課題の内容: 下に掲げる石原千亜希氏のインタビュー記事を、最初から最後まで一字も変えずに書き写してください。

提供テキスト:
#####

「自分がアップデートされていく感覚が楽しい」
そうお話されるのは、株式会社マネーフォワード 取締役執行役員 グループCHOの石原千亜希氏。
エンジニア職の英語公用語化をはじめ、“英語×〇〇”の掛け合わせでグローバルな挑戦を続ける石原氏。プログリットでの英語学習を通じて気づいた「正しい努力」とは──。
石原 千亜希氏
株式会社マネーフォワード 取締役執行役員 グループCHO
2011年 公認会計士試験合格。2012年より有限責任監査法人トーマツに入所。
2015年に会計士登録。2016年に株式会社マネーフォワードに入社。上場後は経営企画部長・IR責任者に。 2021年に人事に主務を移し、
2023年 グループCHOに就任。
PROGRIT PRIMEは、プログリット代表の岡田が、世界で活躍する日本のビジネスリーダーの皆様に、「なぜ今、英語を学ぶのか」その背景や想いを伺う番組です。
本記事では、対談の一部を抜粋しお届けしています。
全対談は、ぜひ下記動画でご視聴ください!
目次

語学×会計の掛け算でニッチな存在に
岡田:石原さんは独自のキャリアを築いていらっしゃいますよね。まず、大学で外国語を専攻されていたところから、公認会計士を目指すというというところから意外な選択に思えるのですが、どういった経緯があったのでしょうか?
石原氏:高校時代から勉強の中で英語が一番好きだったんですが、受験で東京に出てくるタイミングで、英語の塾講師から「東京には英語ができる人はいっぱいいるから、違うことを学んだ方がいいのでは」という助言をもらって。大学では世界的に使われている言語であるフランス語を専攻しました。
ただ、学んでいくうちに、このまま語学だけを広げても限界があると感じ始めて、違う切り口の専門性を持っていた方が将来役立つのではと考えていました。

#####

データ抜粋:
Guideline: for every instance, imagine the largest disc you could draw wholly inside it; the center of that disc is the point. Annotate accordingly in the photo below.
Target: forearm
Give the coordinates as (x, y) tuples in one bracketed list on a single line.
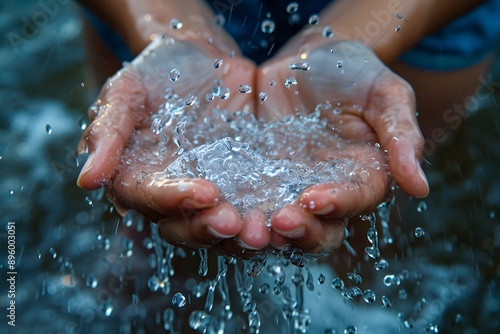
[(138, 22), (389, 27)]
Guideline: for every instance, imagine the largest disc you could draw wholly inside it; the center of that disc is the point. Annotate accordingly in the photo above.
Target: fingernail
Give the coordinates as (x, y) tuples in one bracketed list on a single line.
[(218, 234), (89, 164), (326, 210), (424, 180), (82, 147), (294, 234)]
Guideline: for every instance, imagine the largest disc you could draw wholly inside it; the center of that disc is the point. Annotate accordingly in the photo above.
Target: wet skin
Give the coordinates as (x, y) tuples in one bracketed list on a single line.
[(377, 107)]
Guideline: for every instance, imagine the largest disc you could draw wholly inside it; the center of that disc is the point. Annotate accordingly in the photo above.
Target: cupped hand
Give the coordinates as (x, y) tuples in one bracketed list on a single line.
[(372, 110), (129, 159)]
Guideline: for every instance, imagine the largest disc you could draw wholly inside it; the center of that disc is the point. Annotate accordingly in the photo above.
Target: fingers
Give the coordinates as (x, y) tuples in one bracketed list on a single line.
[(391, 113), (157, 197), (311, 233), (117, 113), (203, 228)]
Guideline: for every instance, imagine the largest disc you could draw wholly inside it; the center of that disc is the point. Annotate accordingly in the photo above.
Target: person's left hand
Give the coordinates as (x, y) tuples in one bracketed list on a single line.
[(373, 112)]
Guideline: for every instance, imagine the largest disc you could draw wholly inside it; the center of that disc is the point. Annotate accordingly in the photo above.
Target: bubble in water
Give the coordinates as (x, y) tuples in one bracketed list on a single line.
[(52, 252), (91, 281), (386, 302), (245, 89), (108, 310), (262, 96), (369, 296), (292, 7), (178, 300), (381, 265), (421, 206), (337, 283), (419, 232), (432, 328), (268, 26), (290, 81), (89, 201), (350, 330), (327, 32), (355, 278), (190, 100), (210, 96), (264, 288), (175, 24), (219, 20), (391, 280), (174, 75), (217, 63), (82, 124), (313, 19), (300, 66)]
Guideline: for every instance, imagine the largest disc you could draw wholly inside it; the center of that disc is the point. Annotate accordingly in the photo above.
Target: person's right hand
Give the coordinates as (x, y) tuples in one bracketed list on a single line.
[(127, 158)]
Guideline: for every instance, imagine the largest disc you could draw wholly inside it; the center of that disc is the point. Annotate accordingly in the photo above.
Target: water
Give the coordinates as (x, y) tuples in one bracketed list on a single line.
[(75, 275)]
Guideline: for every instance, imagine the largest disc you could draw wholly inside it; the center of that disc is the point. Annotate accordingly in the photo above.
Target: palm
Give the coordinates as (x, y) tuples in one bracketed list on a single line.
[(359, 97), (131, 159)]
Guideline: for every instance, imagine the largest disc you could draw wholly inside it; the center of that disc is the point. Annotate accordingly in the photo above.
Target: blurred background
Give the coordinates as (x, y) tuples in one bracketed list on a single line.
[(81, 268)]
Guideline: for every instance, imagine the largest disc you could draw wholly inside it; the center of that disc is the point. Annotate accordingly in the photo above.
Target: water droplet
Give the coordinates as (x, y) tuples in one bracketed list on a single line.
[(190, 100), (262, 96), (355, 278), (300, 66), (290, 81), (89, 201), (174, 75), (267, 26), (421, 206), (219, 20), (52, 252), (209, 97), (350, 330), (432, 328), (337, 283), (381, 265), (386, 302), (313, 19), (108, 310), (217, 63), (245, 89), (327, 32), (391, 280), (178, 300), (292, 7), (224, 93), (175, 24), (369, 296), (91, 281), (419, 232), (264, 288)]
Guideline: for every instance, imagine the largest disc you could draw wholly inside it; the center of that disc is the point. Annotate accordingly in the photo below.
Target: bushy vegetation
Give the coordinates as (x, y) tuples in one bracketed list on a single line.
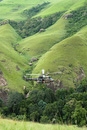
[(45, 106)]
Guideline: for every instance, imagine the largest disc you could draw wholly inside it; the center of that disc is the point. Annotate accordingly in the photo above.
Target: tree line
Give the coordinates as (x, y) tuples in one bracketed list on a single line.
[(65, 106)]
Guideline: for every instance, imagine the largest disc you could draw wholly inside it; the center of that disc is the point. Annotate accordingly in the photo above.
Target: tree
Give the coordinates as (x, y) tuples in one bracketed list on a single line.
[(79, 115), (83, 86), (13, 102)]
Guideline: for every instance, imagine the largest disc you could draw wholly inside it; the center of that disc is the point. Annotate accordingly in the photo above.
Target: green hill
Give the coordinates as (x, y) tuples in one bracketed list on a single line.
[(11, 63), (9, 125), (67, 57), (13, 9), (42, 42), (61, 48)]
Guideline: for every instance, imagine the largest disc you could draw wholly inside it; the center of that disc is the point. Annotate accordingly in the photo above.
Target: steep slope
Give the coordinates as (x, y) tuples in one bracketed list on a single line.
[(11, 63), (10, 9), (42, 42), (67, 57)]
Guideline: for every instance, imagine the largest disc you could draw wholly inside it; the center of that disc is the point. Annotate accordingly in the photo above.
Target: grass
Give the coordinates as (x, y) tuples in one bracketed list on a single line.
[(42, 42), (10, 9), (55, 52), (69, 55), (16, 125), (11, 58)]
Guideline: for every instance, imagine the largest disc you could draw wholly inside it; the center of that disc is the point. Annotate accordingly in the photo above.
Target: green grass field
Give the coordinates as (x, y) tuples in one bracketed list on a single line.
[(71, 51), (9, 58), (54, 51), (42, 42), (15, 125), (12, 9)]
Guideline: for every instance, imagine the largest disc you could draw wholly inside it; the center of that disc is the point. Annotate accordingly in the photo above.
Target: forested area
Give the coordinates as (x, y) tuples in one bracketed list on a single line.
[(67, 106)]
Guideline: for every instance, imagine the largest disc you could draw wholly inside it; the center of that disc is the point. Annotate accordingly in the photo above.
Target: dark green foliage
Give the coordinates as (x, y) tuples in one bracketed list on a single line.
[(79, 116), (77, 21), (43, 105), (34, 10), (34, 116), (33, 25), (44, 119), (1, 102), (14, 100), (83, 86)]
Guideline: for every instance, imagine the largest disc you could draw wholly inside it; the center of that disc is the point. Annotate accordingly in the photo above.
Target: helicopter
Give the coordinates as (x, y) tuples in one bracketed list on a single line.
[(41, 79)]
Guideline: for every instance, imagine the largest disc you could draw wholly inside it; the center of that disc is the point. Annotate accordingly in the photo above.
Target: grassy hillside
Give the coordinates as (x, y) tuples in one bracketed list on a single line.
[(11, 63), (69, 57), (42, 42), (13, 125), (13, 9)]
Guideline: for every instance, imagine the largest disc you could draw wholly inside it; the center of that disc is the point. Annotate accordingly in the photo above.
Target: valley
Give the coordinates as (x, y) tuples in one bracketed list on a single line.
[(49, 35)]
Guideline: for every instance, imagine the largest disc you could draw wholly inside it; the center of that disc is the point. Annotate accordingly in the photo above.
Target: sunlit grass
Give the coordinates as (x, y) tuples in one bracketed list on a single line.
[(15, 125)]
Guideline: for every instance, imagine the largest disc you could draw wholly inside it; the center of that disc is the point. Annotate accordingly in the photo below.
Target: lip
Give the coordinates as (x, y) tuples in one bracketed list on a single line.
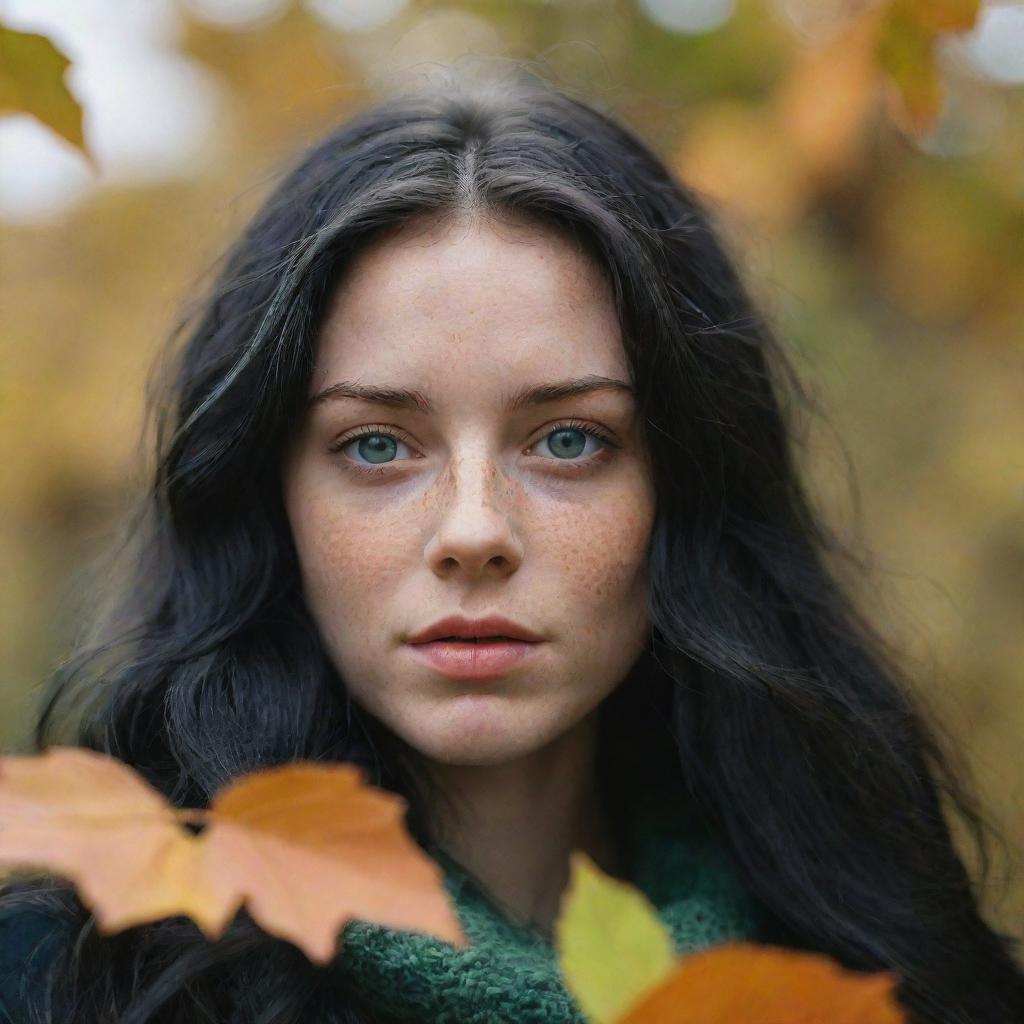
[(488, 626), (465, 659)]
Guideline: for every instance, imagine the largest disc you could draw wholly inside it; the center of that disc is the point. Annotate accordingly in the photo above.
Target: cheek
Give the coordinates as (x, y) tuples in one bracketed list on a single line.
[(602, 553), (346, 556)]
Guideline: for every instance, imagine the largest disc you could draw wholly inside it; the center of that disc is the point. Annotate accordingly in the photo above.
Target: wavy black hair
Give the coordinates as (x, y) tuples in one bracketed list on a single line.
[(790, 723)]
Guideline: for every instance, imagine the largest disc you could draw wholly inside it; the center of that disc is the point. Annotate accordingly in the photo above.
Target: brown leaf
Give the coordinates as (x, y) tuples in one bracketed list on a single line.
[(32, 81), (743, 983), (306, 846)]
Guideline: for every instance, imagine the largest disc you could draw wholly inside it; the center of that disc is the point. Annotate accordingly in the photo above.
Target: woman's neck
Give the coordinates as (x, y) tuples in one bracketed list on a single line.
[(513, 825)]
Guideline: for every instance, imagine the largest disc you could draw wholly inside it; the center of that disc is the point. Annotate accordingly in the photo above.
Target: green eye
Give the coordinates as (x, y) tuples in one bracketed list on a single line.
[(567, 441), (377, 448)]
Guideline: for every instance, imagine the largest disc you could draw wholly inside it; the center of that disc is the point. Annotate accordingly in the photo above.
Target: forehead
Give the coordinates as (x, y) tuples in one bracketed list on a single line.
[(468, 305)]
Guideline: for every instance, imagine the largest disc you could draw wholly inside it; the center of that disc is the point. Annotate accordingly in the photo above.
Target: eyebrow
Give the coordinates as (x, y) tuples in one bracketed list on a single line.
[(414, 400)]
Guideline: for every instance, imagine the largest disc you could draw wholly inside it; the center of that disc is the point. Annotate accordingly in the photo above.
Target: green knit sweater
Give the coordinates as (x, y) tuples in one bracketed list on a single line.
[(509, 974)]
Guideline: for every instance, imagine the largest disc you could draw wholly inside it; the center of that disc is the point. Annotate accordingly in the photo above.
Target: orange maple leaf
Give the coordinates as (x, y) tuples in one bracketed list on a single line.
[(307, 846), (757, 984)]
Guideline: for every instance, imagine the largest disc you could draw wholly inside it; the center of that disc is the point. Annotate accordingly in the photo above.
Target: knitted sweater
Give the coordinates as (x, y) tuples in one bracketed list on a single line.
[(510, 972)]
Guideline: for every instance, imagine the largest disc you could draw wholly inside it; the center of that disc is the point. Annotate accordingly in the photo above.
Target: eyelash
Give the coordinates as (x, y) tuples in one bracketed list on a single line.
[(571, 466)]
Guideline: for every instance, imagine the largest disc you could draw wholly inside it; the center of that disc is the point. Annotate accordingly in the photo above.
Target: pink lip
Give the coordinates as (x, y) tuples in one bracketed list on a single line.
[(473, 660), (460, 626)]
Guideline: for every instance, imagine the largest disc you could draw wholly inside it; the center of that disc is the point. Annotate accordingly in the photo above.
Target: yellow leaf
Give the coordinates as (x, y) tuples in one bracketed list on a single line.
[(906, 52), (32, 81), (611, 945), (306, 846), (943, 15)]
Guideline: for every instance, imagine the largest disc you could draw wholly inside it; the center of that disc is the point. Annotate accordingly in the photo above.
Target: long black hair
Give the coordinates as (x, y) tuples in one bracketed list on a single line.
[(792, 727)]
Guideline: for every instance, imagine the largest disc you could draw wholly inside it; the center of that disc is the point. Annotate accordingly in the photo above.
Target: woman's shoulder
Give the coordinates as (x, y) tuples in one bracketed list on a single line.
[(30, 940)]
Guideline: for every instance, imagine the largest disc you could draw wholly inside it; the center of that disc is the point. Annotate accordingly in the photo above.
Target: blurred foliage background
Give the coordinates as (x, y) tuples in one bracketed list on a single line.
[(869, 180)]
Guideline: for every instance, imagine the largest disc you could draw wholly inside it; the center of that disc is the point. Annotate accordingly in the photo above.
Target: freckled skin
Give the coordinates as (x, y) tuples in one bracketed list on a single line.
[(474, 514)]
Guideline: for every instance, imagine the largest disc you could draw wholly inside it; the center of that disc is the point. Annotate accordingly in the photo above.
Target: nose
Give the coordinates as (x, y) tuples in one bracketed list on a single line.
[(474, 535)]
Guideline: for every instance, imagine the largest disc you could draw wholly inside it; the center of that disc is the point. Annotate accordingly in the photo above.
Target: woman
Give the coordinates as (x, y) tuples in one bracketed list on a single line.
[(480, 369)]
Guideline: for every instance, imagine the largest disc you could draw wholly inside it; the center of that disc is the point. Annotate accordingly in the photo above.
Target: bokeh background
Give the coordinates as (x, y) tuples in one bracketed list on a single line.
[(875, 202)]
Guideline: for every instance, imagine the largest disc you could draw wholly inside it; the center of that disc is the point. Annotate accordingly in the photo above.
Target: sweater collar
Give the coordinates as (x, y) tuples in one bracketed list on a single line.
[(510, 971)]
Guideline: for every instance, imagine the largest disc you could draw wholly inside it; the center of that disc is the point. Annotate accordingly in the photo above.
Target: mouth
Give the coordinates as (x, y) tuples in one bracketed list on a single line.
[(477, 640), (476, 657)]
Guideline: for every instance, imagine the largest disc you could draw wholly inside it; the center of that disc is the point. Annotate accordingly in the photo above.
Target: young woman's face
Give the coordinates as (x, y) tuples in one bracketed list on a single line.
[(473, 504)]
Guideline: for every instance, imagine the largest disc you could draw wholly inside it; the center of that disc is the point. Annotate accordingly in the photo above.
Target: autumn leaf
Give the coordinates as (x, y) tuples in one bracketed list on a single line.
[(32, 81), (611, 944), (906, 51), (306, 846), (742, 983), (617, 961)]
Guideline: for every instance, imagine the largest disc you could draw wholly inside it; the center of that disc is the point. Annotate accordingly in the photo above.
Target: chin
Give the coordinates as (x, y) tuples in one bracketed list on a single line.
[(479, 740)]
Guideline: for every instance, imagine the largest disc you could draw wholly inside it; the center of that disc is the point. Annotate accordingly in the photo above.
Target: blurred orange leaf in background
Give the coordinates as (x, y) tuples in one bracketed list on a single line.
[(741, 983), (307, 846), (617, 960)]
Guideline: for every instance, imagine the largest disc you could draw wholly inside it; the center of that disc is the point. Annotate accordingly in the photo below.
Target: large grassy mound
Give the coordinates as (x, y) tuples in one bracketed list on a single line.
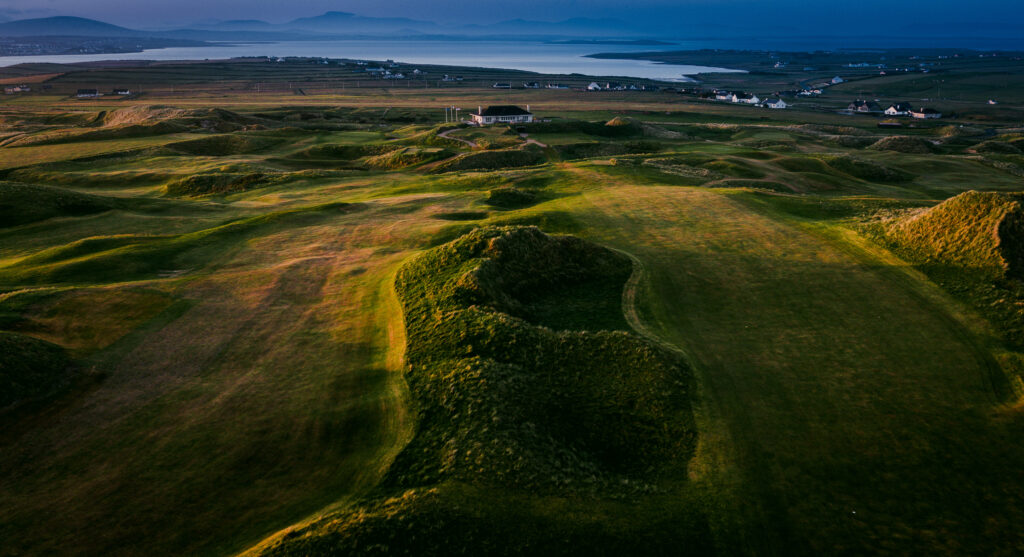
[(541, 425), (214, 183), (903, 143), (975, 230), (224, 145), (22, 204), (30, 369), (493, 160)]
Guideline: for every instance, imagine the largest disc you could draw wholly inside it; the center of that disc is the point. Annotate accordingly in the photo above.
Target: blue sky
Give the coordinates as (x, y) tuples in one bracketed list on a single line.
[(804, 15)]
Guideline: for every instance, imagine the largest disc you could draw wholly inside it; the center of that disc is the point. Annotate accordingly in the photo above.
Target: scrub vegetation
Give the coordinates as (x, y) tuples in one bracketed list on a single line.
[(265, 323)]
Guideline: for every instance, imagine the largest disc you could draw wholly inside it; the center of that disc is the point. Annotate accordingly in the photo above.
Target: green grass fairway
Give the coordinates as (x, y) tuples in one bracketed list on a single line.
[(850, 408), (278, 324)]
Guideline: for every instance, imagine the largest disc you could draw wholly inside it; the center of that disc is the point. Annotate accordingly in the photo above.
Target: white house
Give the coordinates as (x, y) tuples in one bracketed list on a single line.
[(925, 114), (898, 109), (502, 115), (745, 98)]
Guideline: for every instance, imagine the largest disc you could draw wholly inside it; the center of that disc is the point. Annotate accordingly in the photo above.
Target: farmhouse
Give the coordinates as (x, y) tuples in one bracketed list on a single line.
[(865, 106), (898, 109), (924, 114), (745, 98), (503, 114)]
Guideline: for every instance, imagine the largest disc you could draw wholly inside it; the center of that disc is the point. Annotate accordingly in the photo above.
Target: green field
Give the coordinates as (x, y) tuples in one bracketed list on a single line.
[(269, 324)]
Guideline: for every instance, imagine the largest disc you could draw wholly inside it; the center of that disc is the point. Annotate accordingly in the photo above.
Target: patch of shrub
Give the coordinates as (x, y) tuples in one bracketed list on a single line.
[(224, 145), (31, 369), (24, 204), (404, 158), (865, 170), (511, 198), (493, 160), (903, 143), (462, 215), (344, 152), (594, 150), (221, 182), (526, 386), (995, 147)]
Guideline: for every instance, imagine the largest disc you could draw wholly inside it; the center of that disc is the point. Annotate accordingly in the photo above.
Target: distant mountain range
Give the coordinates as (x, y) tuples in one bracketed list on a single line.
[(332, 24), (65, 26)]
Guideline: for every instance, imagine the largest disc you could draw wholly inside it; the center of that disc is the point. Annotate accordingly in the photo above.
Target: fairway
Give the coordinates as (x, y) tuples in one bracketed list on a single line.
[(255, 317), (832, 389)]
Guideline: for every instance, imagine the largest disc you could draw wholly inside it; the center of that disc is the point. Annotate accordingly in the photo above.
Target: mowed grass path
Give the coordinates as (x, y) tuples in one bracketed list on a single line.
[(268, 391), (843, 413)]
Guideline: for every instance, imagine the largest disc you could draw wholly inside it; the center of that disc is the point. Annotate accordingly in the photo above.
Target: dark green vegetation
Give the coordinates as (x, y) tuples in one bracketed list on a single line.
[(527, 392), (31, 370), (327, 323)]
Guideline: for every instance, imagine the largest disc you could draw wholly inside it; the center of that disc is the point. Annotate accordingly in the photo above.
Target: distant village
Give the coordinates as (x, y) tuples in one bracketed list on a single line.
[(392, 71)]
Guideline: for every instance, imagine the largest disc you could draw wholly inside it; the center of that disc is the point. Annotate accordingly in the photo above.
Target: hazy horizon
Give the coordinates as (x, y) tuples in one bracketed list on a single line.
[(867, 17)]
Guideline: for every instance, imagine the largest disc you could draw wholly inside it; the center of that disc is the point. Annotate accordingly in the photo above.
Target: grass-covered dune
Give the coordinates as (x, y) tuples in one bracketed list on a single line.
[(542, 425), (22, 204), (493, 160), (981, 231), (31, 369)]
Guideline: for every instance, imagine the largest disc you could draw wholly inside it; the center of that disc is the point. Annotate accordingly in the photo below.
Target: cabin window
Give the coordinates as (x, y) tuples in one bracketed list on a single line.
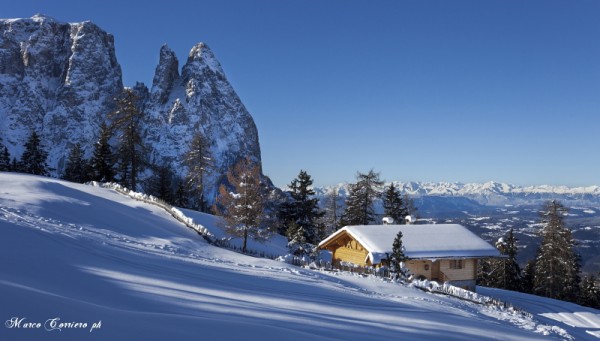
[(456, 264)]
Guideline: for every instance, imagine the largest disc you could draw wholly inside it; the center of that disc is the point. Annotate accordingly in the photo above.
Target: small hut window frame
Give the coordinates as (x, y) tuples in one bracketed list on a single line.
[(456, 264)]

#####

問題の解答:
「自分がアップデートされていく感覚が楽しい」
そうお話されるのは、株式会社マネーフォワード 取締役執行役員 グループCHOの石原千亜希氏。
エンジニア職の英語公用語化をはじめ、“英語×〇〇”の掛け合わせでグローバルな挑戦を続ける石原氏。プログリットでの英語学習を通じて気づいた「正しい努力」とは──。
石原 千亜希氏
株式会社マネーフォワード 取締役執行役員 グループCHO
2011年 公認会計士試験合格。2012年より有限責任監査法人トーマツに入所。
2015年に会計士登録。2016年に株式会社マネーフォワードに入社。上場後は経営企画部長・IR責任者に。 2021年に人事に主務を移し、
2023年 グループCHOに就任。
PROGRIT PRIMEは、プログリット代表の岡田が、世界で活躍する日本のビジネスリーダーの皆様に、「なぜ今、英語を学ぶのか」その背景や想いを伺う番組です。
本記事では、対談の一部を抜粋しお届けしています。
全対談は、ぜひ下記動画でご視聴ください!
目次

語学×会計の掛け算でニッチな存在に
岡田:石原さんは独自のキャリアを築いていらっしゃいますよね。まず、大学で外国語を専攻されていたところから、公認会計士を目指すというというところから意外な選択に思えるのですが、どういった経緯があったのでしょうか?
石原氏:高校時代から勉強の中で英語が一番好きだったんですが、受験で東京に出てくるタイミングで、英語の塾講師から「東京には英語ができる人はいっぱいいるから、違うことを学んだ方がいいのでは」という助言をもらって。大学では世界的に使われている言語であるフランス語を専攻しました。
ただ、学んでいくうちに、このまま語学だけを広げても限界があると感じ始めて、違う切り口の専門性を持っていた方が将来役立つのではと考えていました。